Referring expression pointing data |
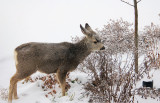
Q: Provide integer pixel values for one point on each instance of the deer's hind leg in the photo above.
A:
(61, 76)
(13, 84)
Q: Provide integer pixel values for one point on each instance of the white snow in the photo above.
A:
(33, 93)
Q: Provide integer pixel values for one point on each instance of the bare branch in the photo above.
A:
(128, 3)
(139, 1)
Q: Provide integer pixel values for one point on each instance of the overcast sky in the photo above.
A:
(24, 21)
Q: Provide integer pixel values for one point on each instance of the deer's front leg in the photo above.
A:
(61, 76)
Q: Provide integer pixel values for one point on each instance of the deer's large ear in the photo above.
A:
(84, 31)
(88, 27)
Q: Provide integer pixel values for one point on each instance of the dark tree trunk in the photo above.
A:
(136, 36)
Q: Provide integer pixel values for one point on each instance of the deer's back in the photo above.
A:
(45, 57)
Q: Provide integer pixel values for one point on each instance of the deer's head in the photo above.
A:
(93, 40)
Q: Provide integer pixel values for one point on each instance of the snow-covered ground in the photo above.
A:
(33, 93)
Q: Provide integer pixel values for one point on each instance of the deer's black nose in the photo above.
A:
(102, 48)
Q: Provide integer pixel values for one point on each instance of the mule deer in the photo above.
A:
(58, 58)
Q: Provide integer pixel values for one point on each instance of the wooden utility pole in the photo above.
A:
(135, 32)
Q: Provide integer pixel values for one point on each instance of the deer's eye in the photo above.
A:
(95, 42)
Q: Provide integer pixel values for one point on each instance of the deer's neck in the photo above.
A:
(81, 50)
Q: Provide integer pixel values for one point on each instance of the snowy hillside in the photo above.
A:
(33, 93)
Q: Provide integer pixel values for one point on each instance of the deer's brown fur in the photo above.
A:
(58, 58)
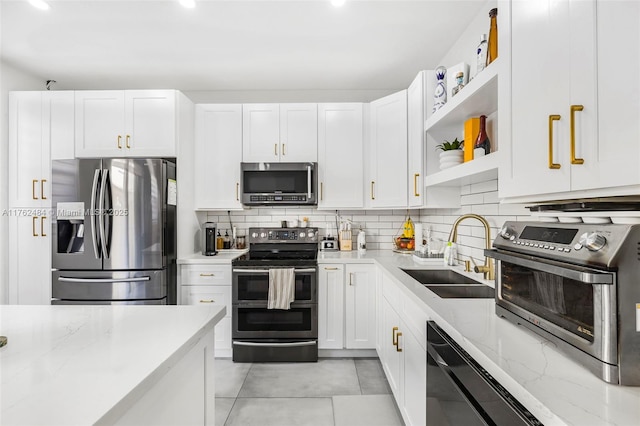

The problem | Give an exact copy of the data, and omit any pictures it holds.

Answer to this problem |
Q: Provide integer pixel values for one point on each instance of the deer's hind leg in the photo above.
A:
(61, 76)
(13, 84)
Q: Provide integer pixel values for one point on each instance of the white snow in the photo above.
A:
(33, 93)
Q: Provide integer pixel values for one point on each instance of the bare branch in the photo above.
A:
(128, 3)
(139, 1)
Q: Provide integer pixel values for one point on each instance of the overcast sky in the photo above.
A:
(24, 21)
Q: Provide integer pixel values for one point on each instance of the deer's front leg in the photo above.
A:
(61, 76)
Q: Provide integer pixel values for one point on each instance of the deer's large ear in the photo above.
A:
(84, 31)
(88, 27)
Q: Provide integer pixel values for one point on each instance of the dark tree trunk in the photo above.
A:
(136, 36)
Q: Provide integer pixel values for one point on each instance of the deer's back in the photo above.
A:
(45, 57)
Q: Provide integer pixel values for one point on each instance of the deer's head in the photo above.
A:
(93, 40)
Q: Provide integer pixel values for one point on each instance of the snow-covered ground in the photo above.
A:
(33, 93)
Q: Provide integer pixel values for one point on each instance of the deer's black nose in the photo above.
A:
(102, 48)
Q: Provide integer pixel values for one point on each instance of the mule deer in the photo above.
A:
(58, 58)
Q: Provide integer pixel values for one point on each instance of the wooden utility pole in the photo above.
A:
(135, 32)
Q: Provide integer pixel values for one point on each instance of the deer's eye in the photo above.
A:
(95, 42)
Q: Provide integer pixel values for one point on each instance of the deer's neck in the photo above.
A:
(81, 50)
Q: Provide integer pixel values for one point on each instance of the snowy hillside in the photo above.
A:
(33, 93)
Q: Provide integer pixel values for one point on each instance of the deer's brown fur in the photo above.
A:
(58, 58)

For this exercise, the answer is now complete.